*What the task requires*. Would you transcribe each entry that follows word for word, minus the images?

══ Source material

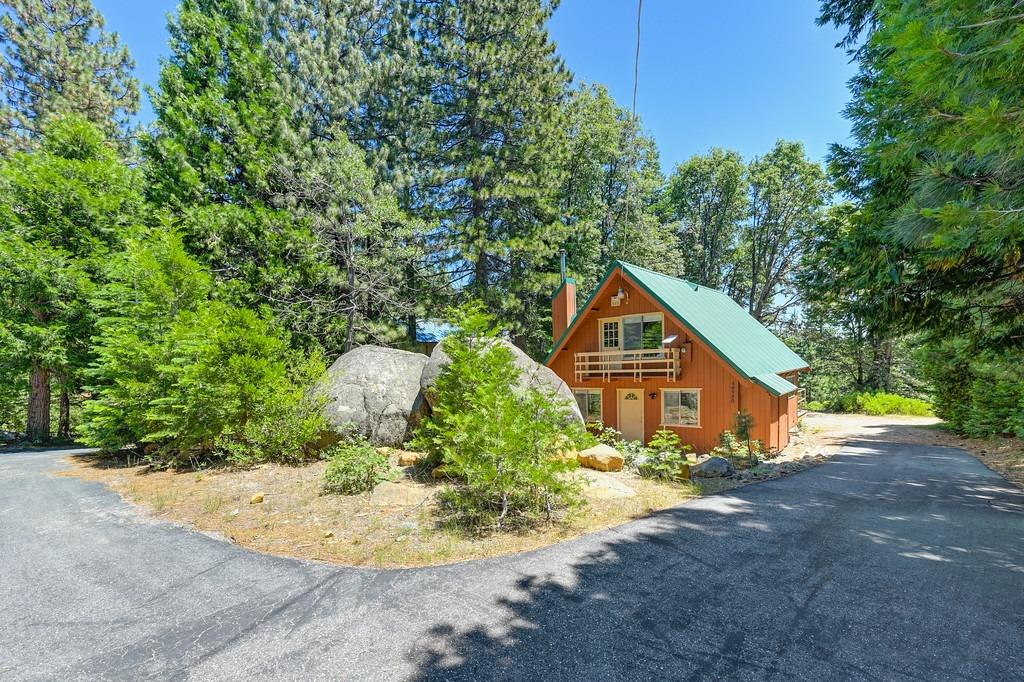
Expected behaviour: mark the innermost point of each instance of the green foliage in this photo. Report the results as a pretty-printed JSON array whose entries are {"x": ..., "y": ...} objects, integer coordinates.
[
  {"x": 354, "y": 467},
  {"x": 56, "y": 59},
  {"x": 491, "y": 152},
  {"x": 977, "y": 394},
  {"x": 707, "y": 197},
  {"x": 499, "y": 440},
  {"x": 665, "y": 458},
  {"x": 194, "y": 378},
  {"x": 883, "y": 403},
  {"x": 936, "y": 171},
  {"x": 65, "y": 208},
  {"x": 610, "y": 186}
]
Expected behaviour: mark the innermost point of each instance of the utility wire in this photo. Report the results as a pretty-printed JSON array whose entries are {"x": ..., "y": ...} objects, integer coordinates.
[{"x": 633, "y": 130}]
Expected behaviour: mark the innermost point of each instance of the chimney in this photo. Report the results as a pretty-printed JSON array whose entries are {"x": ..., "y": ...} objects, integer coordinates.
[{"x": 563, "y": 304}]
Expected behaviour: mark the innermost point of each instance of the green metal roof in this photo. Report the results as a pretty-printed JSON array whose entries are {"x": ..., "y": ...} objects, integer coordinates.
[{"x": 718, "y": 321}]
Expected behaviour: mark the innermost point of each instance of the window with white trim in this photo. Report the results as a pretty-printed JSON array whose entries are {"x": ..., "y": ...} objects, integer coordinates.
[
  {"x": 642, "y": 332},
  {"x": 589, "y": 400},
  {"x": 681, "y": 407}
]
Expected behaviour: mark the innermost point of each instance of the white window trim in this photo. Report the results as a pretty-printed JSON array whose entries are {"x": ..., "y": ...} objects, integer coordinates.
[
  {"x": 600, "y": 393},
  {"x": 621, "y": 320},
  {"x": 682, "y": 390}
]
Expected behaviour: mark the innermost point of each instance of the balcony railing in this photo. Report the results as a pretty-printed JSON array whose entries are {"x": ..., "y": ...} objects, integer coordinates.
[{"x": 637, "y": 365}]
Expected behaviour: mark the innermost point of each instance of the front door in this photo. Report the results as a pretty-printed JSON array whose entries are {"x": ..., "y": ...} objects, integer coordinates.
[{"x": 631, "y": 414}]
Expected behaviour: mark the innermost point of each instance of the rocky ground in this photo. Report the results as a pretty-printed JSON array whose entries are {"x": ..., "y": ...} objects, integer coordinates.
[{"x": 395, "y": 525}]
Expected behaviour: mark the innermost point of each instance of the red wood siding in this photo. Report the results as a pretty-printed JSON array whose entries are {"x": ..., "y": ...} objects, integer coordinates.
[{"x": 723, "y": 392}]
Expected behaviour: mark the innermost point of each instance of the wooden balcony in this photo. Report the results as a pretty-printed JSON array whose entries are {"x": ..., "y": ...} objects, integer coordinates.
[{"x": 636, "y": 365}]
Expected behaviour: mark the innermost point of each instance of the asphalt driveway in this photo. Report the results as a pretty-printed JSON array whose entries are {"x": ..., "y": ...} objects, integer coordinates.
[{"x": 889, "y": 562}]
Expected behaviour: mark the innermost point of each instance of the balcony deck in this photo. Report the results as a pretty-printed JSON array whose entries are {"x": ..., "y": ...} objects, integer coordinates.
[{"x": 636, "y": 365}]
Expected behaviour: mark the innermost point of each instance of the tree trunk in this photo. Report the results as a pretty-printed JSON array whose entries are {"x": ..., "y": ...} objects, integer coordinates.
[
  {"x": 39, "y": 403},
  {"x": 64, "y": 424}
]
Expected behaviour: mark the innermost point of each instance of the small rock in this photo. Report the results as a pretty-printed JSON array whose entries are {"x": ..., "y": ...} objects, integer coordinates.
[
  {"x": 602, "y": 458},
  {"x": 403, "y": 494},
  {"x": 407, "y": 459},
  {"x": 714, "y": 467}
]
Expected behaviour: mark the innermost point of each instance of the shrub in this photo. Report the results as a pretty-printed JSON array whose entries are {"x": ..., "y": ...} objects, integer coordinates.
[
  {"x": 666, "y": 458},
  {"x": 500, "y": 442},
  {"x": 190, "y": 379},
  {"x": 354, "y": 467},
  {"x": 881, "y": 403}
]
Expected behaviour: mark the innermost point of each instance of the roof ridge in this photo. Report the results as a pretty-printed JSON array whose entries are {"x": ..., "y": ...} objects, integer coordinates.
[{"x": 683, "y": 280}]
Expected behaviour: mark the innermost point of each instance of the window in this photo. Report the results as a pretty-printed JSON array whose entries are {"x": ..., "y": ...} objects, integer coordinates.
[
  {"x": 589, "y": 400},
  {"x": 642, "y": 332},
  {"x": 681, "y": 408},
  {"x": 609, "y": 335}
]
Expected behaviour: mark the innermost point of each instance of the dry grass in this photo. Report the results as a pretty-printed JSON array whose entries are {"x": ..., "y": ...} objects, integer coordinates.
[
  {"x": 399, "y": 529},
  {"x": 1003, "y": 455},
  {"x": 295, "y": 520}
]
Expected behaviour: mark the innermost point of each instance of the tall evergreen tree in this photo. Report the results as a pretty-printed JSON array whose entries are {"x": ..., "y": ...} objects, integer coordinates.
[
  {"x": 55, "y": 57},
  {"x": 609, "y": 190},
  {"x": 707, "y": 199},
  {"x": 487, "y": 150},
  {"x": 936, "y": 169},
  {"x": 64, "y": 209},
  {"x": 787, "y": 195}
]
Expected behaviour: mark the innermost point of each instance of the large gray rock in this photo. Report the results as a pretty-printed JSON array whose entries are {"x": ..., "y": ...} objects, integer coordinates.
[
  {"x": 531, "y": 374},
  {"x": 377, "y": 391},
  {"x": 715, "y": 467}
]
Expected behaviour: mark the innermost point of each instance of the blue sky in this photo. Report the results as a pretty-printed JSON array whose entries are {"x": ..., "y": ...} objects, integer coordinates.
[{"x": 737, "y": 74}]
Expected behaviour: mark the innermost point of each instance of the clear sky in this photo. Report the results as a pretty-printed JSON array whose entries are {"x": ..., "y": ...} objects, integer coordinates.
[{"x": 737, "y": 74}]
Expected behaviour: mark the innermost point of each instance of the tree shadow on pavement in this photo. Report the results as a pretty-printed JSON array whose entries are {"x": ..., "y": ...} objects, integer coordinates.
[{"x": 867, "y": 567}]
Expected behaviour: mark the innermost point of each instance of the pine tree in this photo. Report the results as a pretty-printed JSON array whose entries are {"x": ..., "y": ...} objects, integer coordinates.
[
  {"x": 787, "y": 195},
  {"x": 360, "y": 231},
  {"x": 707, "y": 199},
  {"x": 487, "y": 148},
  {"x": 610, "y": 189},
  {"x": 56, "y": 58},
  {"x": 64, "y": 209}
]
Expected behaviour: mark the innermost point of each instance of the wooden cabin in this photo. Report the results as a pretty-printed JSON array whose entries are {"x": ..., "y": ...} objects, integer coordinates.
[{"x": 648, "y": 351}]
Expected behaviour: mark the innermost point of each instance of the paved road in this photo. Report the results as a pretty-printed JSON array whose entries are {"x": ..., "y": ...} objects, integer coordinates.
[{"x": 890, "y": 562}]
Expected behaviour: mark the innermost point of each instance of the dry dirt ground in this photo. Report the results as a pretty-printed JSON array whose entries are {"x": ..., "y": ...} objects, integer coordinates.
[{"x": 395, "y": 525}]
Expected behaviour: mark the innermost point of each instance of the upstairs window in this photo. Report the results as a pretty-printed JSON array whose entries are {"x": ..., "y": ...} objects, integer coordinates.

════

*Task answer*.
Expected behaviour: mark the innermost point of each instance of the green foliage in this photo. Report the results as a pretty-printed JSON array whose entries are {"x": ..., "y": ...} objects, integer coordinates.
[
  {"x": 354, "y": 467},
  {"x": 56, "y": 59},
  {"x": 491, "y": 152},
  {"x": 977, "y": 394},
  {"x": 707, "y": 197},
  {"x": 499, "y": 440},
  {"x": 665, "y": 458},
  {"x": 194, "y": 378},
  {"x": 883, "y": 403},
  {"x": 936, "y": 171},
  {"x": 65, "y": 208},
  {"x": 610, "y": 186}
]
Expected behaviour: mark the innermost point of each instance of the utility wire in this photo. Report the results as a pretty-printed JSON array whose entries are {"x": ..., "y": ...} objects, integer coordinates.
[{"x": 633, "y": 130}]
Expected behaviour: mark the innermost point of each instance of the chimney in this photo. Report the results as a pretty-printed JSON array whose entries are {"x": ..., "y": ...} objects, integer coordinates.
[{"x": 563, "y": 304}]
Expected behaviour: mark the innermost point of each instance of the green metal roof in this photo. Report the results as a pretty-printed JSON array whose entries are {"x": ..., "y": ...} objects, integer coordinates.
[{"x": 718, "y": 321}]
Expected behaviour: mark the innermost point of each instance of the window with white trim in this photo. Report the results as a pretty-printed JSON array whose entries are {"x": ..., "y": ...} objects, integer coordinates.
[
  {"x": 642, "y": 332},
  {"x": 589, "y": 400},
  {"x": 681, "y": 407}
]
Expected behaviour: mark the innermost point of each instance of the white window trim in this photo. Report the results as a pretty-printed JSON array whose entries are {"x": ..., "y": ...} objects, integer coordinates.
[
  {"x": 600, "y": 393},
  {"x": 621, "y": 320},
  {"x": 682, "y": 390}
]
Expected behaviour: mark the innermost point of each instance of the balcony railing in this photo. Report the results as a pretty-printed JSON array whose entries are {"x": ..., "y": ...} objects, integer coordinates.
[{"x": 637, "y": 365}]
Expected behaviour: mark the innermost point of each instance of the front door in this photo. Report the results as a pretty-printed JSON array whose entries are {"x": ..., "y": ...} objects, integer coordinates.
[{"x": 631, "y": 414}]
Expected behaviour: mark the innermost point of each instance of the rocky ground in this photo. Report the results as a pretty-printed JSON array whose entries are {"x": ..., "y": ...} objects, integer coordinates.
[{"x": 395, "y": 525}]
Expected behaviour: mark the innermost point of each instance of the red wood siding in this photo. Report the results as a pretty-printed JSON array whose entries are {"x": ..., "y": ...} objects, integer coordinates.
[{"x": 723, "y": 392}]
Expected behaviour: mark the innermost point of each instance of the wooden balcony in this photo. Report the results as a pretty-printed JSON array whose entries are {"x": ..., "y": ...} objects, integer coordinates.
[{"x": 636, "y": 365}]
Expected behaviour: mark the innermost point of each instance of the asphalt driveway in this photo. Report the results as a pretty-printed JSON array whose entries are {"x": ..., "y": ...} objects, integer coordinates.
[{"x": 889, "y": 562}]
Expected behaviour: mark the innermost point of each instance of the balcony deck in this photo. Report the results as a pretty-printed JSON array whose entries are {"x": ..., "y": ...} objects, integer coordinates.
[{"x": 636, "y": 365}]
Expected behaviour: mark the innermost point of each instance of the tree trunk in this photo. Report the results as a pretty-printed JSON array whose entries are {"x": ..., "y": ...} objects, integer coordinates.
[
  {"x": 39, "y": 403},
  {"x": 64, "y": 424}
]
Expected behaviour: mark the innermost point of each instance of the small rock in this photo. Report the results as a pretty-printed JSON array whose entries are {"x": ..., "y": ...} objects, integer coordinates.
[
  {"x": 602, "y": 458},
  {"x": 403, "y": 494},
  {"x": 407, "y": 459},
  {"x": 714, "y": 467}
]
Expected behaviour: mark the innermost point of each instance of the shrub in this photo. Report the results as a pretty-printed JSON array whose entries are {"x": ..., "y": ...} objects, integer coordinates.
[
  {"x": 666, "y": 458},
  {"x": 500, "y": 442},
  {"x": 190, "y": 379},
  {"x": 354, "y": 467},
  {"x": 881, "y": 403}
]
Expected behaviour: mark the innermost point of each instance of the roof ridge in this photo. Report the results as a pretty-printed JSON array whose entries are {"x": ..., "y": ...} objects, integer coordinates.
[{"x": 683, "y": 280}]
Expected behaviour: mark the innermost point of each instance of the window in this photo. Report the results as a pretty-printed JSON array whose entries are {"x": ..., "y": ...} objects, integer coordinates.
[
  {"x": 589, "y": 400},
  {"x": 642, "y": 332},
  {"x": 681, "y": 408},
  {"x": 609, "y": 335}
]
Expected behaviour: mark the innermost point of each instance of the dry grass in this photo. Report the results as a pretty-printed JSON array whose entries are {"x": ..., "y": ...} objects, integer coordinates.
[
  {"x": 399, "y": 529},
  {"x": 1003, "y": 455},
  {"x": 295, "y": 520}
]
Expected behaviour: mark the innermost point of each instance of the tall evergreen tree in this photo. Report the results as a pretty-printed JSON array whose entries are {"x": ..., "y": ...} objects, integer coordinates.
[
  {"x": 55, "y": 57},
  {"x": 609, "y": 190},
  {"x": 707, "y": 199},
  {"x": 487, "y": 150},
  {"x": 936, "y": 169},
  {"x": 64, "y": 209},
  {"x": 787, "y": 195}
]
Expected behaviour: mark the innermost point of each instance of the large gray rock in this photo. Report the results as a pretty-printed JSON array whose entries are {"x": ..., "y": ...} objects, integer coordinates.
[
  {"x": 531, "y": 374},
  {"x": 377, "y": 391},
  {"x": 715, "y": 467}
]
Expected behaviour: mark the innermost point of each instance of the blue sky in this photo. Report the results as a pretty-printed JSON array whose entries are {"x": ..., "y": ...} objects, integer coordinates.
[{"x": 737, "y": 74}]
Expected behaviour: mark the innermost point of each instance of the clear sky in this photo. Report the results as a pretty-printed JSON array whose entries are {"x": ..., "y": ...} objects, integer coordinates.
[{"x": 737, "y": 74}]
Expected behaviour: mark the innermost point of each instance of the tree shadow on pavement in this photo. Report the results as a pretty-printed JSON array whose entries are {"x": ..., "y": ...} objects, integer coordinates.
[{"x": 867, "y": 567}]
Expected behaviour: mark the innermost point of each instance of the pine tree in this photo. Report the results as a pretty-printed JSON array whose entries are {"x": ..., "y": ...} objects, integer coordinates.
[
  {"x": 787, "y": 195},
  {"x": 360, "y": 231},
  {"x": 707, "y": 199},
  {"x": 487, "y": 148},
  {"x": 610, "y": 189},
  {"x": 56, "y": 58},
  {"x": 64, "y": 209}
]
Expected behaviour: mark the innermost point of each instance of the wooden cabin in this photo. Report the results as a pretty-printed JSON array whose entries are {"x": ..., "y": ...} objects, integer coordinates.
[{"x": 648, "y": 351}]
Expected behaviour: mark the innermost point of each instance of the paved road in this photo. Report the results as a pretty-printed JSON array whose entries are {"x": ..., "y": ...} objects, integer coordinates.
[{"x": 890, "y": 562}]
Expected behaviour: mark the innermost point of each instance of the dry dirt ground in this photo. Report the results as a pretty-printed JSON array whose entries are {"x": ..., "y": ...} objects, integer coordinates.
[{"x": 395, "y": 525}]
Expected behaviour: mark the innermost point of each instance of the upstairs window in this photo. Report the results as a pretty-printed JSON array whose entries are {"x": ..., "y": ...} objects, integer coordinates.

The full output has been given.